* **To do**
Recast all the records below as a numbered list, skipping blank lines. Omit the pictures from your answer.

* **Stored rows**
# # #

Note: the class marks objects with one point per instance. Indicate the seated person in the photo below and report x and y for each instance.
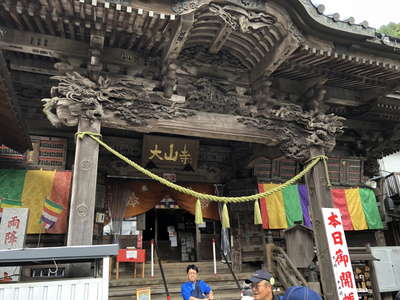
(194, 289)
(261, 286)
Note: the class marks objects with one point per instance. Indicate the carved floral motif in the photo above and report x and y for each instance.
(211, 97)
(298, 130)
(240, 19)
(77, 96)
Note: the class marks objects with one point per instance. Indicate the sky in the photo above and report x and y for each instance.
(377, 13)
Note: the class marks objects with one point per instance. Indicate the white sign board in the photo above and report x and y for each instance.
(12, 235)
(339, 254)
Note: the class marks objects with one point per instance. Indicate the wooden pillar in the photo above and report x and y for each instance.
(320, 197)
(83, 194)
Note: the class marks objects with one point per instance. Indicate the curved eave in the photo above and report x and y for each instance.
(13, 129)
(303, 12)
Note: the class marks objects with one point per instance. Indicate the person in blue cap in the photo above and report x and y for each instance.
(261, 286)
(194, 289)
(301, 293)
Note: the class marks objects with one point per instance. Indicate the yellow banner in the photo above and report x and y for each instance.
(275, 208)
(37, 187)
(355, 209)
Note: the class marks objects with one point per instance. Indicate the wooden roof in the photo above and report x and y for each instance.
(298, 44)
(13, 131)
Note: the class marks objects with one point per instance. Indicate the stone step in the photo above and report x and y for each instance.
(220, 289)
(178, 267)
(126, 280)
(226, 295)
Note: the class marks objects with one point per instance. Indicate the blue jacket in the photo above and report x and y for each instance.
(301, 293)
(188, 287)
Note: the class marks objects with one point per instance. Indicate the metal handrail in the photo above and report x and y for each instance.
(230, 269)
(162, 271)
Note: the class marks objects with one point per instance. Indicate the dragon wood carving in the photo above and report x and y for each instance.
(240, 19)
(77, 96)
(298, 130)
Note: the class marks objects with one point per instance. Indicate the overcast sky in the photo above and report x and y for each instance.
(377, 13)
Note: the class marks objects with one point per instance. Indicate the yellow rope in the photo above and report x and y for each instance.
(187, 191)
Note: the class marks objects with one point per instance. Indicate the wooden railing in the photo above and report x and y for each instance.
(287, 273)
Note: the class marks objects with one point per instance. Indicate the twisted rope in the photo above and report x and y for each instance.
(308, 168)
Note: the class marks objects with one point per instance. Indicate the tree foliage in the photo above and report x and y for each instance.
(391, 29)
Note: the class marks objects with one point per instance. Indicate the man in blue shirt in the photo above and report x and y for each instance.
(194, 289)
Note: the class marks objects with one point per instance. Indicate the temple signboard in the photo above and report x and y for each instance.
(171, 153)
(121, 2)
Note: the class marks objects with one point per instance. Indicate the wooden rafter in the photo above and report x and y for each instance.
(273, 59)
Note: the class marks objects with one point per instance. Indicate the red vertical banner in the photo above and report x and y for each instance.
(339, 254)
(139, 244)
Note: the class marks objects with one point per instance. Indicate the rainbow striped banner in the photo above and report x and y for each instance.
(290, 206)
(31, 188)
(50, 214)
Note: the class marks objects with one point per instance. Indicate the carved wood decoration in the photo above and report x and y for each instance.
(240, 19)
(295, 129)
(77, 96)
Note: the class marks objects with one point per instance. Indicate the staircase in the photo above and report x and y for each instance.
(223, 285)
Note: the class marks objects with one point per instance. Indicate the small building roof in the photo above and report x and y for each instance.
(67, 253)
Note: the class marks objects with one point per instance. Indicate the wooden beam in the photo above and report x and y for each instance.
(203, 124)
(180, 32)
(83, 192)
(41, 44)
(320, 197)
(220, 38)
(275, 57)
(51, 46)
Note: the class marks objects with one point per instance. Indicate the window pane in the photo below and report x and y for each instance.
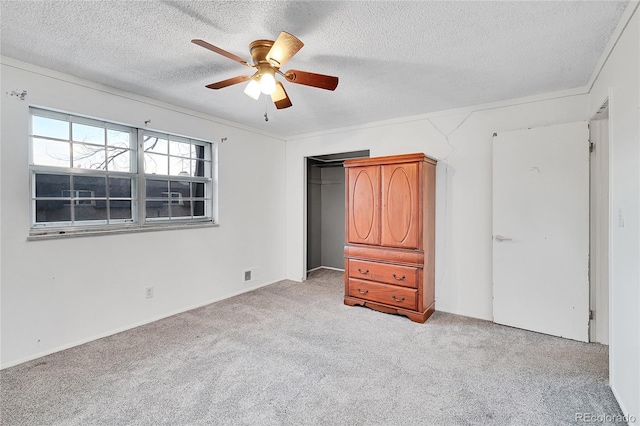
(157, 209)
(49, 127)
(155, 145)
(197, 189)
(89, 134)
(198, 208)
(88, 210)
(180, 149)
(118, 160)
(120, 209)
(51, 153)
(119, 188)
(53, 211)
(118, 139)
(202, 168)
(157, 188)
(53, 185)
(198, 151)
(181, 188)
(182, 209)
(88, 157)
(89, 187)
(179, 166)
(156, 164)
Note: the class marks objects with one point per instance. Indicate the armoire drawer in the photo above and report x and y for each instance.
(405, 276)
(383, 293)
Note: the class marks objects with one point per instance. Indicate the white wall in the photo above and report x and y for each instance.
(619, 80)
(59, 293)
(463, 199)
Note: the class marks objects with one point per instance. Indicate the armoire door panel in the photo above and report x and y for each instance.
(400, 205)
(364, 205)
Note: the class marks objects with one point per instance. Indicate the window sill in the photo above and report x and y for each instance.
(60, 234)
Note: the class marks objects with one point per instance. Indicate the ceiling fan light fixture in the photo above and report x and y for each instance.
(267, 83)
(253, 89)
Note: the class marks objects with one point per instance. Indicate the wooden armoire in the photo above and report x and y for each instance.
(390, 234)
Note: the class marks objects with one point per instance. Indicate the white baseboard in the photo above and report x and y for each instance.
(325, 267)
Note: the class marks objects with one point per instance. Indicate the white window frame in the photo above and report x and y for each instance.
(139, 220)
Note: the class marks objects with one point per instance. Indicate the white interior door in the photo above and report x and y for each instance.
(541, 230)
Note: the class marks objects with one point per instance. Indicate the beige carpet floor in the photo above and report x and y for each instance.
(293, 354)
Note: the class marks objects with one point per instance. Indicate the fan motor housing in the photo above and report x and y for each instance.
(259, 50)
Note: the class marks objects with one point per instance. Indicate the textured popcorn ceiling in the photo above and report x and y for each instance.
(393, 58)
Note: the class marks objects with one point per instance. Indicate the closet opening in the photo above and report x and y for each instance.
(325, 207)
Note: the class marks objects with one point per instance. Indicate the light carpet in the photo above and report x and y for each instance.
(293, 354)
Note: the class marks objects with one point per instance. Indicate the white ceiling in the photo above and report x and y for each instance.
(393, 58)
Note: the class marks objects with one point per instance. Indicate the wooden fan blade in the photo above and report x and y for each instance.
(228, 82)
(283, 49)
(320, 81)
(220, 51)
(280, 97)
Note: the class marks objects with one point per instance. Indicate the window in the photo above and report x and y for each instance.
(88, 174)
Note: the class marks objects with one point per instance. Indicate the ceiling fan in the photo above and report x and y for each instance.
(268, 56)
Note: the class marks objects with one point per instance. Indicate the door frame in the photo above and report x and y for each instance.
(599, 284)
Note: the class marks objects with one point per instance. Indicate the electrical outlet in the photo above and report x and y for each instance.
(249, 275)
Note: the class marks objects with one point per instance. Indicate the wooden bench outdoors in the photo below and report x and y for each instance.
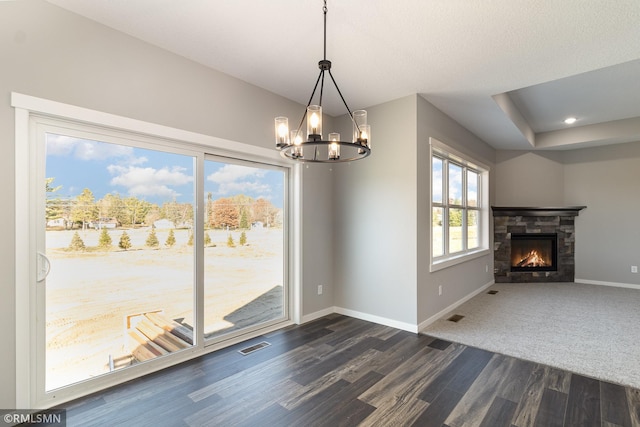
(152, 334)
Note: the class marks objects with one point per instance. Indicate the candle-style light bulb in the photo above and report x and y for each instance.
(314, 122)
(282, 131)
(334, 147)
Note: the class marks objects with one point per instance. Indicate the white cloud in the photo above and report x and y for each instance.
(83, 149)
(148, 182)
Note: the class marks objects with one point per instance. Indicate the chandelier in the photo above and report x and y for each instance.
(308, 145)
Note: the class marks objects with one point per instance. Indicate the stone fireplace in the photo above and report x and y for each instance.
(534, 244)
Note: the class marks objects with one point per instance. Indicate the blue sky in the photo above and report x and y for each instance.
(151, 175)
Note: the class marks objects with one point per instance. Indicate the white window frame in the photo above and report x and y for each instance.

# # #

* **Exercise solution**
1. Note: the class marks objects with one point per instance. Indicate the seated person in the photo below and report x and y for each instance.
2. (194, 289)
3. (261, 286)
4. Note: the class marks objects with one point per instance. Indicate the carved floral motif in the photo above and report x and y for each instance.
5. (211, 97)
6. (298, 130)
7. (240, 19)
8. (77, 96)
9. Note: the class marks objects with one point per instance. Indicate the sky in the photo above and report x and y for each instance.
10. (377, 13)
11. Note: the class marks objects with one point per instance. Indicate the white sign board in the photo above and report x and y for each instance.
12. (12, 235)
13. (339, 254)
14. Note: the class marks objects with one point per instance. Indicate the wooden pillar in the photo above and report x and y for each instance.
15. (320, 197)
16. (83, 194)
17. Note: the class marks objects with one point per instance. Indicate the curved eave in the photo above and report x and y for each instance.
18. (13, 129)
19. (303, 12)
20. Note: the class marks objects with one point per instance. Indicate the person in blue cap in the photo above and report x and y for each instance.
21. (261, 286)
22. (194, 289)
23. (301, 293)
24. Note: the class marks objects with one point per instance. Indicate the yellow banner in the photo above and report x and y for each instance.
25. (275, 208)
26. (37, 187)
27. (355, 209)
28. Note: the class marks objects with one point per instance. Indicate the wooden roof in the photo above and report x and y for each instance.
29. (298, 44)
30. (13, 131)
31. Note: the class marks objects with one point per instance. Indicate the stone step in the photo above and report x and y for each instance.
32. (220, 289)
33. (178, 267)
34. (126, 280)
35. (226, 295)
36. Note: the class marks objects with one point per instance. Indicate the blue jacket in the photo above and report x and y for each instance.
37. (301, 293)
38. (188, 287)
39. Note: the class marks objects with one point per instance. Indicate the metal handrail in the photo above and report x and y for each instance.
40. (230, 269)
41. (162, 271)
42. Note: the class marks objects with one point per instance. Indicate the dragon wood carving in the photo above and report x and y for each instance.
43. (240, 19)
44. (77, 96)
45. (298, 130)
46. Note: the class marks objects with one point per instance. Indicate the overcast sky in the photo above and report x and y for each instance.
47. (377, 13)
48. Note: the class marks objects with one point per instance. Indicate the yellow rope in the photo above and report x and y for each instance.
49. (187, 191)
50. Note: the class marks objects with one point per instance. Indicate the wooden railing in the photo above and report x and y for each instance.
51. (287, 273)
52. Note: the class marks objects with one point per instance. Indicate the twisted rope in the photo above and report x and y for each instance.
53. (308, 168)
54. Note: the class marks objects with one point per instance. Indicate the tree foliage in the photo above and report x and y for each instance.
55. (391, 29)
56. Note: the class marks objects with one point per instance. Indicate the man in blue shirt in the photo above and report x and y for each instance.
57. (194, 289)
58. Note: the class marks objects with one point per instance. Indicate the temple signboard in the photo above and report x and y for each instance.
59. (171, 153)
60. (121, 2)
61. Note: the class marks objects with one point per instance. Indicate the wooden rafter in the photo above and report x and y for each instance.
62. (273, 59)
63. Note: the class marks objects with one point per instance. Indicate the red vertical banner in the photo above and report x and y for each instance.
64. (339, 254)
65. (139, 244)
66. Note: the class marks objects with one point per instance. Indicate the rainbow striped banner in the photo above and report x and y for each instance.
67. (290, 206)
68. (31, 188)
69. (50, 214)
70. Note: the class marks objects with one point per instance. Indicate the carved wood decoration in the photo above and report x and y for each instance.
71. (240, 19)
72. (295, 129)
73. (77, 96)
74. Note: the class marks objects with one point per instance. Indicate the staircase in the photo above and report x and y for each instance.
75. (223, 285)
76. Note: the class marks objects with one point per instance. Indicate the small building roof in the photo above and report x and y for each instance.
77. (67, 253)
78. Note: the class marks objects with one point per instance. Indicate the wooden beam in the photo above and report x and y for each instance.
79. (203, 124)
80. (180, 32)
81. (83, 192)
82. (41, 44)
83. (320, 197)
84. (220, 38)
85. (275, 57)
86. (51, 46)
87. Note: the class marks objects with one point per instance. Indicate the window pane in the photo below and report x and y for each instance.
88. (157, 209)
89. (49, 127)
90. (155, 145)
91. (197, 189)
92. (89, 134)
93. (198, 208)
94. (88, 210)
95. (180, 149)
96. (118, 160)
97. (120, 209)
98. (51, 153)
99. (119, 188)
100. (53, 211)
101. (118, 139)
102. (202, 168)
103. (157, 188)
104. (53, 185)
105. (198, 151)
106. (181, 188)
107. (182, 209)
108. (88, 157)
109. (89, 187)
110. (179, 166)
111. (156, 164)
112. Note: the class marks objects with one point per instance. Indicate the armoire drawer in the photo above and report x and y for each instance.
113. (405, 276)
114. (383, 293)
115. Note: the class marks objects with one point per instance. Indicate the white wall in the photo above and report x and y for each instance.
116. (619, 80)
117. (59, 293)
118. (463, 199)
119. Note: the class marks objects with one point per instance. Indicate the armoire door panel in the photo above and report x and y for each instance.
120. (400, 205)
121. (364, 205)
122. Note: the class marks objects with one point per instance. Indicate the window sill in the photo above and report x and y for each instance.
123. (60, 234)
124. Note: the class marks objects with one point per instance. Indicate the ceiling fan light fixture in the photo above and report x and y for each instance.
125. (267, 83)
126. (253, 89)
127. Note: the class marks objects with one point per instance. Indicate the wooden armoire in the photo above and report x and y for each instance.
128. (390, 234)
129. Note: the class marks objects with one point per instance. Indicate the white baseboard in the photo above and report x and y for each instance.
130. (325, 267)
131. Note: the class marks objects with one point per instance. Indicate the white window frame in the photo above and report x and y for each instance.
132. (139, 220)
133. Note: the class marks objects with one point per instance. Indicate the white interior door in the photo above and report x and y for each instance.
134. (541, 230)
135. Note: the class marks objects with one point per instance. Indicate the beige carpet floor in the photo above and report x and y for each instance.
136. (293, 354)
137. Note: the class marks objects with one point per instance. Indicate the fan motor housing in the photo above and report x and y for each instance.
138. (259, 50)
139. Note: the class marks objects with one point per instance. Indicate the textured popcorn ceiling in the photo above and report x and y for each instance.
140. (393, 58)
141. Note: the class marks objects with one point per instance. Indicate the closet opening in the photo above and report x and y for each instance.
142. (325, 207)
143. Note: the class marks objects with one point per instance. Indicate the light carpet in the photo above and report x and y for each instance.
144. (293, 354)
145. Note: the class marks objects with one point per instance. Indicate the white ceiling in the photo above and report x and y for each instance.
146. (393, 58)
147. Note: the class marks objects with one point per instance. Indicate the wooden fan blade in the photo above and report x and y for each instance.
148. (228, 82)
149. (283, 49)
150. (320, 81)
151. (220, 51)
152. (280, 97)
153. Note: the class marks objects with one point per instance. Indicate the window in the photo above and report x and y for each instance.
154. (88, 174)
155. Note: the class marks objects with one point per instance. Indicate the ceiling fan in the photo above and report x and y for each instance.
156. (268, 56)
157. Note: the class marks objects with one point per instance. Indicate the door frame in the photo above and report x and y for each instance.
158. (599, 284)
159. Note: the class marks objects with one point per instance. Indicate the electrical outlet in the photo above and report x and y for each instance.
160. (249, 275)
161. Note: the class marks objects with one point per instance. Indicate the wooden bench outdoors in the photo below and report x and y for each instance.
162. (152, 334)
163. Note: the class marks objects with one point per instance. Indicate the candle-style light bulb in the photo above and report x and y for each instance.
164. (314, 122)
165. (282, 131)
166. (334, 147)
167. Note: the class marks objects with one point per instance. Indicate the white cloud in the photo above and report x and y for each instance.
168. (83, 149)
169. (148, 182)
170. Note: the class marks objects with one point per instance. Indicate the chandelier in the photo above and report x and y for each instance.
171. (308, 145)
172. Note: the class marks objects with one point per instance. Indicate the stone fireplace in the photo above and report x and y for each instance.
173. (534, 244)
174. Note: the class marks objects with one point per instance. Indicate the blue sky in the photo above and report x and y for each instance.
175. (151, 175)
176. Note: the class marks objects with one point per instance. Indicate the white window frame in the photo above and report x and y for each instance.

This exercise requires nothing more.